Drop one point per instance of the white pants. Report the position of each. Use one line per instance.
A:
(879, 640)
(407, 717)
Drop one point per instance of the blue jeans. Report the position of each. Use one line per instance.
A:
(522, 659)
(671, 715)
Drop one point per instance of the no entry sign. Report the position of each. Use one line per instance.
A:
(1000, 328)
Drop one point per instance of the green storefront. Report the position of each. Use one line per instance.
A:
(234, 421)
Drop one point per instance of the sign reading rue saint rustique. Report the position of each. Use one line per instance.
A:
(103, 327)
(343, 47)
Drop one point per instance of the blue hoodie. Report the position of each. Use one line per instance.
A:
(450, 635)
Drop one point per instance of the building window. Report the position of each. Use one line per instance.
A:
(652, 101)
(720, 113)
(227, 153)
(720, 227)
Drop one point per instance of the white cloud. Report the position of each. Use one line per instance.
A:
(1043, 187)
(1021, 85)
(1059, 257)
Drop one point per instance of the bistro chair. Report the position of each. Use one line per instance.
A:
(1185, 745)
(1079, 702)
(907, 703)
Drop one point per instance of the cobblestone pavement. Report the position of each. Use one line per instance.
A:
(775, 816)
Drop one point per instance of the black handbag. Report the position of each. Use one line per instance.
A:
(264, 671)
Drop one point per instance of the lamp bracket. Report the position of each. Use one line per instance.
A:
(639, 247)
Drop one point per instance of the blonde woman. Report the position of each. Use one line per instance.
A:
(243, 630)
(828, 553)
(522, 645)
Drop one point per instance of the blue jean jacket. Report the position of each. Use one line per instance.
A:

════

● **Your instructions**
Please return every line of the items above as a JSON list of strings, with one string per line and blank lines left out.

● **Response to this exercise**
[
  "Drop one point per instance of the white pants. Report the position of each. Use one line per instance.",
  "A:",
  "(879, 640)",
  "(407, 717)",
  "Drop one point per instance of the blue jeans. Report the position of each. Use one line per instance.",
  "A:",
  "(522, 659)",
  "(671, 715)",
  "Drop one point per instance of the no entry sign. Report the position of each. Use one line per instance.",
  "A:",
  "(1000, 328)",
  "Drop one point per instance of the green storefront. Report the position of each. Use one line per instance.",
  "A:",
  "(234, 421)",
  "Drop one point per instance of the sign reading rue saint rustique. Report the position of each. Use one line per instance.",
  "A:",
  "(103, 327)",
  "(343, 47)",
  "Drop one point per instance of the blue hoodie. Report the position of each. Use one line per instance.",
  "A:",
  "(450, 635)",
  "Drop one point per instance of the building window. Report the position of each. Use one line per instance.",
  "A:",
  "(652, 101)",
  "(720, 113)",
  "(227, 153)",
  "(720, 227)",
  "Drop one point per instance of the white cloud. Report the position of each. Use one line per instance.",
  "A:",
  "(1043, 187)",
  "(1021, 85)",
  "(1059, 257)",
  "Drop one point per instance of the bistro chair. Report the position of each. Use one line per instance.",
  "A:",
  "(1185, 745)",
  "(1079, 702)",
  "(907, 703)",
  "Drop one point per instance of the cobblestone pavement. Report the position of each. Use one line per instance.",
  "A:",
  "(775, 816)",
  "Drop one point per instance of the black handbag. Report the position of each. Use one line per instance.",
  "A:",
  "(264, 671)",
  "Drop one point per instance of the lamp bracket. Report the position of each. Use one line per instance.",
  "A:",
  "(639, 247)",
  "Drop one point per instance of the blonde woman. Report the position of each. Use one line per instance.",
  "A:",
  "(243, 630)",
  "(828, 553)",
  "(522, 645)",
  "Drop one point per instance of the blue jean jacket. Report the position of each. Use one line per instance.",
  "A:"
]